AVAILABLE DATA:
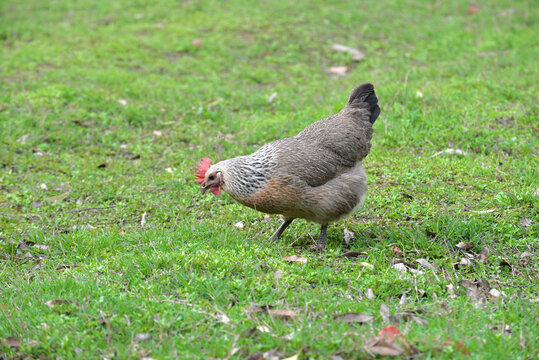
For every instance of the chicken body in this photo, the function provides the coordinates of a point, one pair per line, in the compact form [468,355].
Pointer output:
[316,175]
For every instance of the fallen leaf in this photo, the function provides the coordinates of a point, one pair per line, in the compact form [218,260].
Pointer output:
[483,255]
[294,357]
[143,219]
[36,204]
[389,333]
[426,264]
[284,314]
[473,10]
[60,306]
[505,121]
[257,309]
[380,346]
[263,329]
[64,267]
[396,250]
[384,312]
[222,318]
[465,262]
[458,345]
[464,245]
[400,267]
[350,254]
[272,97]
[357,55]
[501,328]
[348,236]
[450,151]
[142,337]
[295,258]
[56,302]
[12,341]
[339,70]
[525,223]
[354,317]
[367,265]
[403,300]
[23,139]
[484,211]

---

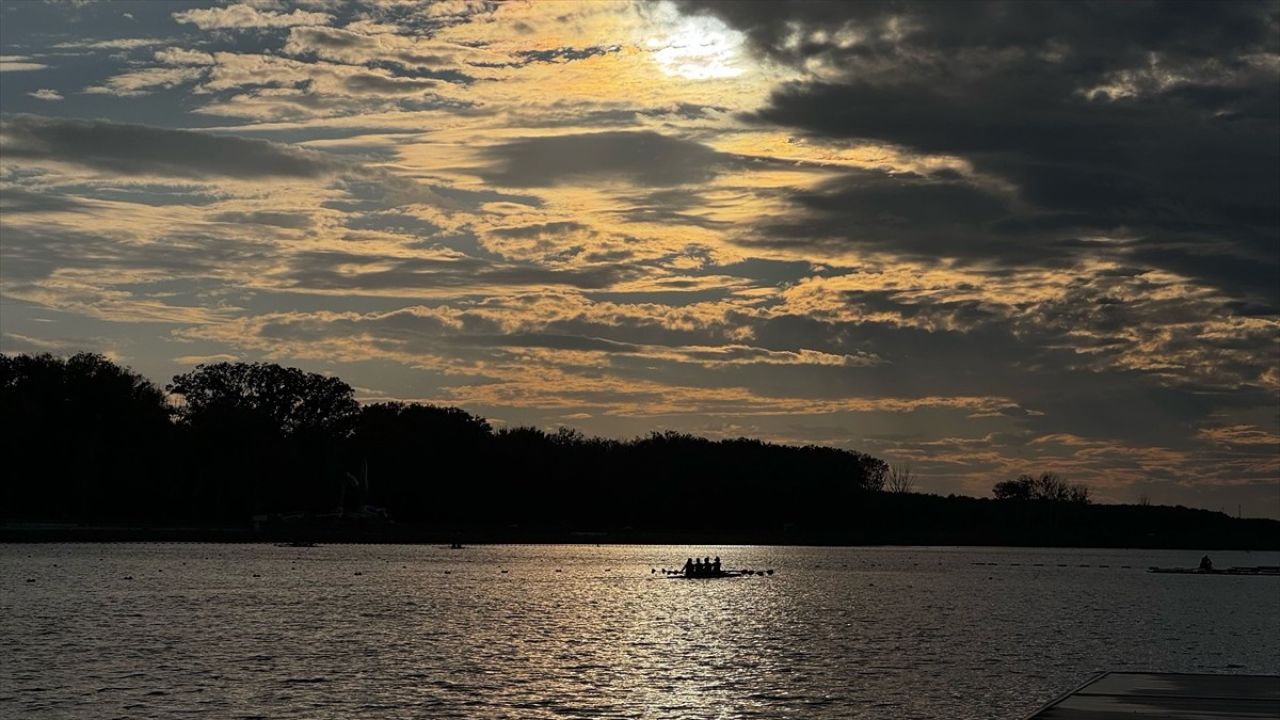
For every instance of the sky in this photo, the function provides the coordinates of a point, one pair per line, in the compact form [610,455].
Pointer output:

==

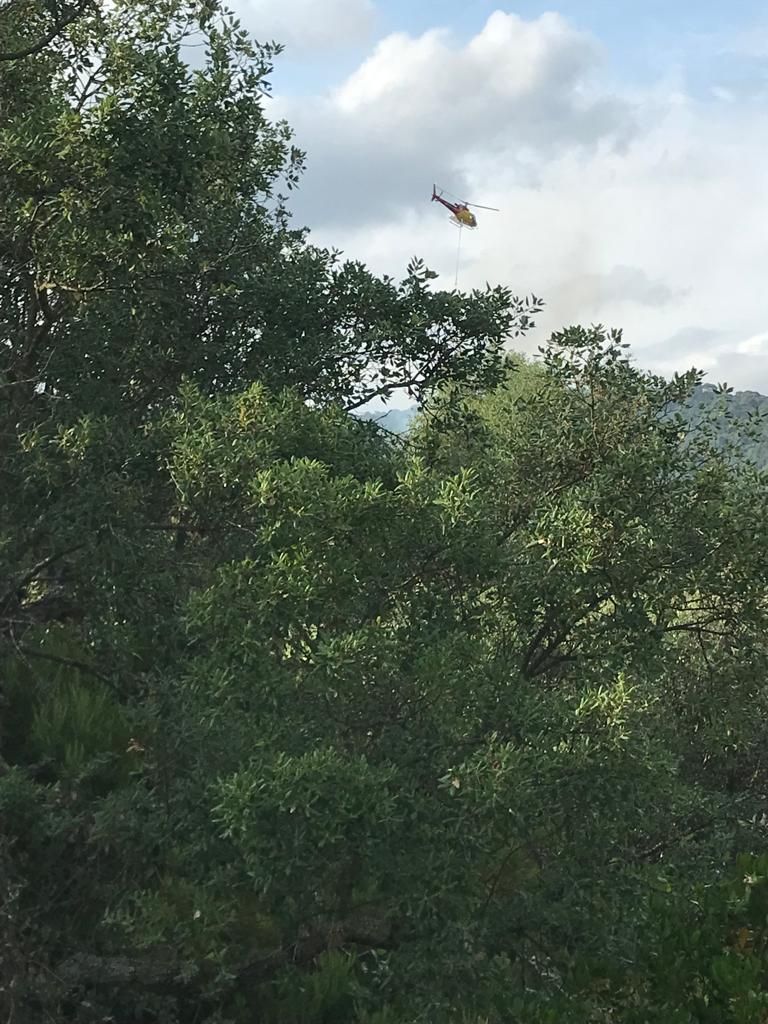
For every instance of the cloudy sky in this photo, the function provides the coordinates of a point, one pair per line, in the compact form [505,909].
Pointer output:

TASK OBJECTIVE:
What lines above contain the word "form"? Please copy each one.

OUTPUT BELOW:
For every instance of the chicken body in this photo, the function provides the coordinates of a point, one pair per line, in the compact form [468,355].
For every instance of the fallen leaf in this photo, the function provides the coordinates of a point, one pair per line, in the compact form [218,260].
For every instance of the sky in this photo, the function provides the coordinates of a point, one pair per line, in the compact form [610,455].
For every instance of the cloudy sky in this photo, the function provides the coordinates of a point, one pair per line, in the compact form [505,909].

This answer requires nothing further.